Can you write out every line of the records below again, with each "pointer" changed to "cursor" and nothing else altered?
== EXTRACTED MATERIAL
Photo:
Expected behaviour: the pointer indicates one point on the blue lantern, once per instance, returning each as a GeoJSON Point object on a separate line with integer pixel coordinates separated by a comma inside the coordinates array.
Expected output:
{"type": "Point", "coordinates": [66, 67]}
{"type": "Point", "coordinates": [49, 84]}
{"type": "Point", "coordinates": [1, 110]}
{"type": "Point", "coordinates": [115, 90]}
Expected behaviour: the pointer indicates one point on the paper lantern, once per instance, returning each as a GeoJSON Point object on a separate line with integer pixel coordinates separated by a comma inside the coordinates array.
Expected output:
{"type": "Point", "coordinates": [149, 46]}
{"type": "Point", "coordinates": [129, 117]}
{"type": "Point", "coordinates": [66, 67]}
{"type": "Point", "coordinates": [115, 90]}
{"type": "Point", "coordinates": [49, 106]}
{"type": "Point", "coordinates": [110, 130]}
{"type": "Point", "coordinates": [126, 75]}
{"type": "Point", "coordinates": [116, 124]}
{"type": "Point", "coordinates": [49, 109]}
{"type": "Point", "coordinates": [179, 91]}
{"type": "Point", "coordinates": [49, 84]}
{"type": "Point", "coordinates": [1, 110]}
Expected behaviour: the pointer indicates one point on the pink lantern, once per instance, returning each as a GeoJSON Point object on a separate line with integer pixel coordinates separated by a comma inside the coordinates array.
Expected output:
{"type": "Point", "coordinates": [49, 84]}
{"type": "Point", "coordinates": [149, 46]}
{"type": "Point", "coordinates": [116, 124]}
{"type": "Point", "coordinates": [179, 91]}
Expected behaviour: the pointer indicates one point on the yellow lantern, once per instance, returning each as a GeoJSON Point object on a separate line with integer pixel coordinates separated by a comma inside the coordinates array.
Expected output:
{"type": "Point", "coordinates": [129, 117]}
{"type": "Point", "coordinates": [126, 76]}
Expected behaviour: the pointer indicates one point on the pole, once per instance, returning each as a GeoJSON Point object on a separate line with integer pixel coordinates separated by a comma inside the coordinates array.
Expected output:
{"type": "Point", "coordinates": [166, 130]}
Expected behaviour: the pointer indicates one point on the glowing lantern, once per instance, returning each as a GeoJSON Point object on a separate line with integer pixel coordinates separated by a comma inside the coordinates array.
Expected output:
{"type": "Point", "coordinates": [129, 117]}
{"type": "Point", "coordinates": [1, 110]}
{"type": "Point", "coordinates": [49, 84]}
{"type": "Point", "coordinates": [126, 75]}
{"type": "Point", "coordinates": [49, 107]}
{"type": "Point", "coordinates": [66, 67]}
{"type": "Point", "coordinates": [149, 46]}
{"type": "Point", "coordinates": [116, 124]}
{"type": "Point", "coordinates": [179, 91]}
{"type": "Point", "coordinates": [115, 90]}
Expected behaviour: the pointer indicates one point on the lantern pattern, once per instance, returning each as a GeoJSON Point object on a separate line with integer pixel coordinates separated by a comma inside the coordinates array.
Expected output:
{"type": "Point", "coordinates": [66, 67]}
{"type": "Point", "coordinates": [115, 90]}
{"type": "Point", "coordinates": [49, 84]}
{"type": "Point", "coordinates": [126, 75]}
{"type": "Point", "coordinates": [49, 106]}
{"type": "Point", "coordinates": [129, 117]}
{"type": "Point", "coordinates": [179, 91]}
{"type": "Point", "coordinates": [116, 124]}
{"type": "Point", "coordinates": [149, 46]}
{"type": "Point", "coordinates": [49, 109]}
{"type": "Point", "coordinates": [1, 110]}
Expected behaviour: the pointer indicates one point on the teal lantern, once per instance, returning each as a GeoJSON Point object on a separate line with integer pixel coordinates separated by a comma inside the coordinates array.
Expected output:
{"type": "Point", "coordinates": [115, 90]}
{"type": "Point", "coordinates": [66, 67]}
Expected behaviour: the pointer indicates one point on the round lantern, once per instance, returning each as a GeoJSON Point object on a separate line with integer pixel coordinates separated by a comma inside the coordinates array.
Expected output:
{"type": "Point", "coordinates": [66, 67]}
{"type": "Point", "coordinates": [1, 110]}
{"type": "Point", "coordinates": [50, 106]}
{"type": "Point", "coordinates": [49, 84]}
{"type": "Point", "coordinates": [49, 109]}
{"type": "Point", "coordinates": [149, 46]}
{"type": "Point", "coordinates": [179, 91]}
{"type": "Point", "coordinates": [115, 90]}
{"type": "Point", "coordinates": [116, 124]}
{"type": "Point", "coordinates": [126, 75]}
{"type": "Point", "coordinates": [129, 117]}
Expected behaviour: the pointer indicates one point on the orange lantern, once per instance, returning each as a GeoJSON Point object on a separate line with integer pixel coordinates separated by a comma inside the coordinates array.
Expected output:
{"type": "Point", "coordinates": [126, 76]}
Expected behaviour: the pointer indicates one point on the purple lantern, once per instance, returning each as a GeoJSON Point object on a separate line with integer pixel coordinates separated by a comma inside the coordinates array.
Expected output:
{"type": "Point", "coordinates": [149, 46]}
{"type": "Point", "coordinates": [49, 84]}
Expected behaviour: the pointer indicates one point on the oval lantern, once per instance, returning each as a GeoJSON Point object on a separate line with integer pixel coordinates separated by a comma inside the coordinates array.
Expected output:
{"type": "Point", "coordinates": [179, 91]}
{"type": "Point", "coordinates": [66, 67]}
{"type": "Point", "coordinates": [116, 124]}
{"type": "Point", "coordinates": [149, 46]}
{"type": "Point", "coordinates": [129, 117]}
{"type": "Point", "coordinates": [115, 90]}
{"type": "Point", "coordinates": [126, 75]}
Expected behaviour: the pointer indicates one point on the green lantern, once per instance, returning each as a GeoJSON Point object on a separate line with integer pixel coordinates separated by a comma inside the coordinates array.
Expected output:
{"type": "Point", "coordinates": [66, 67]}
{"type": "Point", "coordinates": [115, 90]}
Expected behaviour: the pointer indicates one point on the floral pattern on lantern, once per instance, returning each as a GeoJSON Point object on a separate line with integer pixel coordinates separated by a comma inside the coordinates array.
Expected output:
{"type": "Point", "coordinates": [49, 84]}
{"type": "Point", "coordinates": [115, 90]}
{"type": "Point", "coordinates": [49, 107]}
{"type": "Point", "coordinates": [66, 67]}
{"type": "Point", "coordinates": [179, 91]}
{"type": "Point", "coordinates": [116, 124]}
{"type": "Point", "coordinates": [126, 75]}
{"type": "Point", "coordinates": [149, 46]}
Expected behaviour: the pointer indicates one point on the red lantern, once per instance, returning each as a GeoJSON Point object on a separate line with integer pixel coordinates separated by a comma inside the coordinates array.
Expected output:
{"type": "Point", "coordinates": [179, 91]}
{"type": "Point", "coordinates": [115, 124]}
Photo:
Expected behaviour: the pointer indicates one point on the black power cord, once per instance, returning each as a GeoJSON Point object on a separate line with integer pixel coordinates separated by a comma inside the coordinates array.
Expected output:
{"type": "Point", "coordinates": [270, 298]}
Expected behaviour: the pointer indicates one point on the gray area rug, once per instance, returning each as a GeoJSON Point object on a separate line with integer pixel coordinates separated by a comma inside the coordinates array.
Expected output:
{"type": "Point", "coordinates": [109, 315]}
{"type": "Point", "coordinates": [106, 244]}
====
**SOLUTION TO THE PROBLEM:**
Photo:
Expected behaviour: the cursor indicates one point on the blue lantern, once per instance, returning each as a GeoJSON Point object on a separate line with integer pixel coordinates separated by a comma inside the coordinates array.
Expected output:
{"type": "Point", "coordinates": [66, 67]}
{"type": "Point", "coordinates": [49, 84]}
{"type": "Point", "coordinates": [1, 110]}
{"type": "Point", "coordinates": [115, 90]}
Expected behaviour: the cursor indicates one point on the paper lantern, once per instance, returning each as a GeoJSON Point object on a separate line with integer pixel coordinates separated by a comma inside the coordinates array.
Expected output:
{"type": "Point", "coordinates": [149, 46]}
{"type": "Point", "coordinates": [129, 117]}
{"type": "Point", "coordinates": [66, 67]}
{"type": "Point", "coordinates": [115, 90]}
{"type": "Point", "coordinates": [49, 106]}
{"type": "Point", "coordinates": [110, 130]}
{"type": "Point", "coordinates": [126, 75]}
{"type": "Point", "coordinates": [116, 124]}
{"type": "Point", "coordinates": [49, 109]}
{"type": "Point", "coordinates": [179, 91]}
{"type": "Point", "coordinates": [49, 84]}
{"type": "Point", "coordinates": [1, 110]}
Expected behaviour: the cursor indicates one point on the pink lantern, once per instance, returning each as a GeoJSON Point object on a separate line with integer pixel coordinates separated by a comma inside the coordinates array.
Expected output:
{"type": "Point", "coordinates": [49, 84]}
{"type": "Point", "coordinates": [149, 46]}
{"type": "Point", "coordinates": [116, 124]}
{"type": "Point", "coordinates": [179, 91]}
Expected behaviour: the cursor indicates one point on the yellow lantern, once per instance, returning each as a GeoJSON Point object on a separate line with integer pixel coordinates separated by a comma inside the coordinates array.
Expected output:
{"type": "Point", "coordinates": [129, 117]}
{"type": "Point", "coordinates": [126, 76]}
Expected behaviour: the cursor indicates one point on the pole, once per instance, returning each as a GeoJSON Point object on a separate line with integer pixel coordinates separated by a comma inside the coordinates array.
Expected output:
{"type": "Point", "coordinates": [166, 130]}
Expected behaviour: the cursor indicates one point on the glowing lantern, once per instance, returning each as a GeoJSON Point object on a separate line with integer pixel coordinates separated by a comma inside the coordinates array.
Expected output:
{"type": "Point", "coordinates": [129, 117]}
{"type": "Point", "coordinates": [1, 110]}
{"type": "Point", "coordinates": [49, 84]}
{"type": "Point", "coordinates": [126, 75]}
{"type": "Point", "coordinates": [49, 107]}
{"type": "Point", "coordinates": [66, 67]}
{"type": "Point", "coordinates": [149, 46]}
{"type": "Point", "coordinates": [116, 124]}
{"type": "Point", "coordinates": [179, 91]}
{"type": "Point", "coordinates": [115, 90]}
Expected behaviour: the cursor indicates one point on the lantern pattern, once per instance, returning each as a GeoJSON Point object on a separate line with integer pixel coordinates separated by a comma inside the coordinates array.
Expected output:
{"type": "Point", "coordinates": [66, 67]}
{"type": "Point", "coordinates": [115, 90]}
{"type": "Point", "coordinates": [49, 84]}
{"type": "Point", "coordinates": [126, 75]}
{"type": "Point", "coordinates": [49, 106]}
{"type": "Point", "coordinates": [129, 117]}
{"type": "Point", "coordinates": [179, 91]}
{"type": "Point", "coordinates": [116, 124]}
{"type": "Point", "coordinates": [149, 46]}
{"type": "Point", "coordinates": [49, 109]}
{"type": "Point", "coordinates": [1, 110]}
Expected behaviour: the cursor indicates one point on the teal lantern, once per instance, returning each as a GeoJSON Point object on a separate line with integer pixel coordinates separated by a comma inside the coordinates array.
Expected output:
{"type": "Point", "coordinates": [115, 90]}
{"type": "Point", "coordinates": [66, 67]}
Expected behaviour: the cursor indicates one point on the round lantern, once per instance, returning each as a GeoJSON Point object on a separate line with integer pixel coordinates separated by a comma inside the coordinates array.
Expected output:
{"type": "Point", "coordinates": [66, 67]}
{"type": "Point", "coordinates": [1, 110]}
{"type": "Point", "coordinates": [50, 106]}
{"type": "Point", "coordinates": [49, 84]}
{"type": "Point", "coordinates": [49, 109]}
{"type": "Point", "coordinates": [149, 46]}
{"type": "Point", "coordinates": [179, 91]}
{"type": "Point", "coordinates": [115, 90]}
{"type": "Point", "coordinates": [116, 124]}
{"type": "Point", "coordinates": [126, 75]}
{"type": "Point", "coordinates": [129, 117]}
Expected behaviour: the cursor indicates one point on the orange lantern, once per instance, returning each as a GeoJSON Point object on a separate line with integer pixel coordinates separated by a comma inside the coordinates array.
Expected output:
{"type": "Point", "coordinates": [126, 76]}
Expected behaviour: the cursor indicates one point on the purple lantern, once per instance, returning each as a GeoJSON Point object on a separate line with integer pixel coordinates separated by a comma inside the coordinates array.
Expected output:
{"type": "Point", "coordinates": [149, 46]}
{"type": "Point", "coordinates": [49, 84]}
Expected behaviour: the cursor indicates one point on the oval lantern, once per instance, returning each as a GeoJSON Point object on a separate line with integer pixel coordinates separated by a comma inside the coordinates array.
Expected output:
{"type": "Point", "coordinates": [179, 91]}
{"type": "Point", "coordinates": [66, 67]}
{"type": "Point", "coordinates": [116, 124]}
{"type": "Point", "coordinates": [149, 46]}
{"type": "Point", "coordinates": [129, 117]}
{"type": "Point", "coordinates": [115, 90]}
{"type": "Point", "coordinates": [126, 75]}
Expected behaviour: the cursor indicates one point on the green lantern, once per instance, returning each as a GeoJSON Point object on a separate line with integer pixel coordinates separated by a comma inside the coordinates array.
Expected output:
{"type": "Point", "coordinates": [66, 67]}
{"type": "Point", "coordinates": [115, 90]}
Expected behaviour: the cursor indicates one point on the floral pattern on lantern, once per instance, returning each as a GeoJSON Point object on a separate line with integer pixel coordinates separated by a comma inside the coordinates array.
Expected output:
{"type": "Point", "coordinates": [49, 84]}
{"type": "Point", "coordinates": [115, 90]}
{"type": "Point", "coordinates": [49, 107]}
{"type": "Point", "coordinates": [66, 67]}
{"type": "Point", "coordinates": [179, 91]}
{"type": "Point", "coordinates": [116, 124]}
{"type": "Point", "coordinates": [126, 75]}
{"type": "Point", "coordinates": [149, 46]}
Expected behaviour: the cursor indicates one point on the red lantern, once per instance, returning each as a GeoJSON Point object on a separate line with integer pixel coordinates separated by a comma inside the coordinates array.
Expected output:
{"type": "Point", "coordinates": [179, 91]}
{"type": "Point", "coordinates": [115, 124]}
Photo:
Expected behaviour: the cursor indicates one point on the black power cord, once per instance, returning each as a GeoJSON Point object on a separate line with integer pixel coordinates separated by a comma inside the coordinates array.
Expected output:
{"type": "Point", "coordinates": [270, 298]}
Expected behaviour: the cursor indicates one point on the gray area rug, once per instance, returning each as a GeoJSON Point object on a separate line with integer pixel coordinates separated by a comma inside the coordinates array.
Expected output:
{"type": "Point", "coordinates": [109, 315]}
{"type": "Point", "coordinates": [106, 244]}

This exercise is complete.